◆ Job
Substitute "nylon" for every "leather" in the records, beginning at the line that has "Could you please locate the cobblestone" and stopping after the line that has "[522,372,766,542]". Reproduce only that stretch, with everything else unchanged.

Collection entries
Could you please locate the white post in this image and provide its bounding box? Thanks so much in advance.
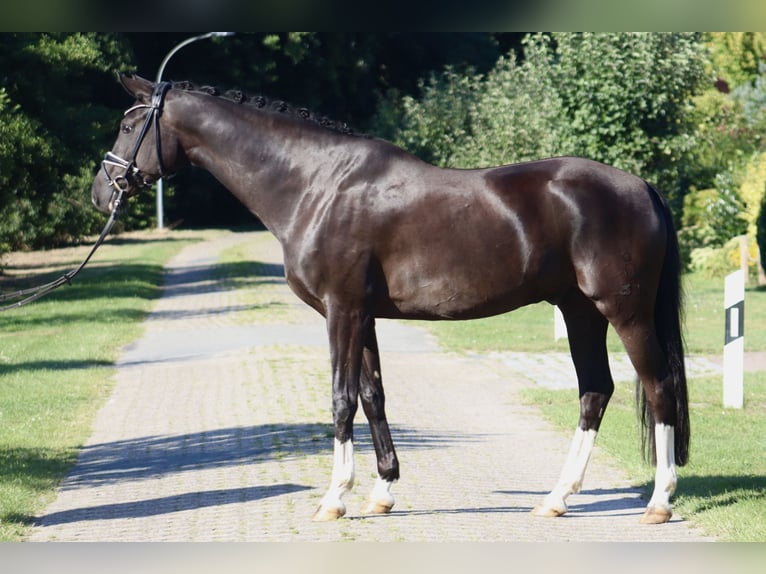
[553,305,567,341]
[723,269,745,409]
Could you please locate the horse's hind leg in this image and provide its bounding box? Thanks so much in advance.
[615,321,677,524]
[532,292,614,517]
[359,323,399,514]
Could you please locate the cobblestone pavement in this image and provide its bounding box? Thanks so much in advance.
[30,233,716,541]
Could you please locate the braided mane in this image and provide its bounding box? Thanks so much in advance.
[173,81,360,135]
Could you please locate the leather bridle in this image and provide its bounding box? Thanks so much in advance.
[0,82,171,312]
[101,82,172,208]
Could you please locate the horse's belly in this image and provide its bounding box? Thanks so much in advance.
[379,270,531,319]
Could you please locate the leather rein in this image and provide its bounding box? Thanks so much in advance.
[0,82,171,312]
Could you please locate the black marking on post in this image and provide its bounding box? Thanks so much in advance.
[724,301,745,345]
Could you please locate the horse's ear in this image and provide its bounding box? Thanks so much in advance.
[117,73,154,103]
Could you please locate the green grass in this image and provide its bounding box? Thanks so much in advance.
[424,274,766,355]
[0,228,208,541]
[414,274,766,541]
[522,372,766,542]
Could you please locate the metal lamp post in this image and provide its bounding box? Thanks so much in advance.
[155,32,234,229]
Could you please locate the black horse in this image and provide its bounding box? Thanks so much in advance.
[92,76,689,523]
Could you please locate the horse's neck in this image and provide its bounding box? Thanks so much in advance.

◆ Result of the exercise
Could you please locate the cobblestone pavement in this image and provide its bounding box? Thanks so much in advance.
[30,233,716,541]
Could you please locate the braided mane in this image and provide its bounding box? Thanks so much in advance.
[173,81,360,135]
Could you please locate the nylon bridle in this image and provide its bounding box? Thanks so much in advance.
[0,82,171,312]
[101,82,172,208]
Could you please locate the horse's belly in this image and provide its bounding box? Thanks so much in advance.
[379,270,531,319]
Could you please locate the nylon rein in this image and provide its bounding box? Thanks so much in advance.
[0,82,171,312]
Could you please locate the black marking on post in this image and provide its bounding box? Thanks so much in advance.
[724,301,745,345]
Could you please locate the horse's ear in this image and provide its bounding box? Thanks so much in advance.
[117,73,154,103]
Could you please locate the green grass in this image and provide its bounding box? Thanks so much in advance.
[424,274,766,355]
[0,228,208,541]
[414,274,766,541]
[522,372,766,542]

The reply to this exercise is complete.